Soal Latihan A:
Bisakah Anda menyalin dengan tepat bagian berita tentang eks koruptor di KKP, mulai dari "Kamis, 24/04/2025 09:25" terus ke bawah sampai "kebutuhan pokok rakyat."?

Kamis, 24/04/2025 09:25 WIB

Waspada! Jangan Biarkan Eks Koruptor Ulangi Kejahatan di KKP

Mantan terpidana kasus kuota impor daging diduga kembali

Ilustrasi korupsi. (Net)

 

Jakarta, Jurnas.com — Mantan terpidana kasus kuota impor daging diduga kembali "bermain" dalam skema pengaturan kuota impor di Kementerian Kelautan dan Perikanan (KKP). Kejahatan yang dilakukan tak boleh dibiarkan berulang.

Menurut Mantan Aktivis 98, Irwan Suhanto, para mantan terpidana kasus impor daging seharusnya tak diizinkan kembali menjadi pemain inti dalam bisnis strategis yang menyangkut kebutuhan pokok rakyat.

"Ini alarm bahaya. Kita melihat bagaimana eks terpidana seperti Suharjito masih punya cengkeraman kuat dalam sistem kuota. KPK harus turun tangan," kata irwan, Rabu (23/4).

Berdasarkan informasi, untuk memuluskan rencananya, modus yang digunakan diduga dengan menggunakan perusahaan bayangan untuk memanipulasi distribusi dan kuota impor daging. Perusahaan-perusahaan ini didaftarkan atas nama orang-orang dekatnya, termasuk kroni dan kerabat, guna menciptakan ilusi persaingan usaha yang sehat.

“Ini bentuk pelanggaran nyata terhadap etika dan hukum. Seorang mantan narapidana kasus serupa tidak seharusnya kembali diberi ruang dalam urusan impor, apalagi dengan cara-cara yang manipulatif,” imbuhnya.

Data Terlampir:
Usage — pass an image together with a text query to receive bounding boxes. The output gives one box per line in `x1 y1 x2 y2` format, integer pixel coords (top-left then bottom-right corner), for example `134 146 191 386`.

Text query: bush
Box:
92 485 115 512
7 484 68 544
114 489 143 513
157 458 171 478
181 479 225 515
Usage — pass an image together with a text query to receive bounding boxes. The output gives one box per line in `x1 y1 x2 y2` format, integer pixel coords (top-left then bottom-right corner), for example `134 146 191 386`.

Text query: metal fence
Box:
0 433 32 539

Soal Latihan B:
Bisakah Anda menuliskan kembali seluruh catatan di atas dengan menukar "coords" menjadi "coordinates" dan membiarkan semua bagian lain tetap sama?

Jawaban Tertulis A:
Kamis, 24/04/2025 09:25 WIB

Waspada! Jangan Biarkan Eks Koruptor Ulangi Kejahatan di KKP

Mantan terpidana kasus kuota impor daging diduga kembali

Ilustrasi korupsi. (Net)

 

Jakarta, Jurnas.com — Mantan terpidana kasus kuota impor daging diduga kembali "bermain" dalam skema pengaturan kuota impor di Kementerian Kelautan dan Perikanan (KKP). Kejahatan yang dilakukan tak boleh dibiarkan berulang.

Menurut Mantan Aktivis 98, Irwan Suhanto, para mantan terpidana kasus impor daging seharusnya tak diizinkan kembali menjadi pemain inti dalam bisnis strategis yang menyangkut kebutuhan pokok rakyat.

Jawaban Tertulis B:
Usage — pass an image together with a text query to receive bounding boxes. The output gives one box per line in `x1 y1 x2 y2` format, integer pixel coordinates (top-left then bottom-right corner), for example `134 146 191 386`.

Text query: bush
Box:
92 485 115 512
7 484 68 544
114 489 143 513
157 458 171 478
181 479 225 515
Usage — pass an image together with a text query to receive bounding boxes. The output gives one box per line in `x1 y1 x2 y2` format, integer pixel coordinates (top-left then bottom-right corner), for example `134 146 191 386`.

Text query: metal fence
Box:
0 433 32 539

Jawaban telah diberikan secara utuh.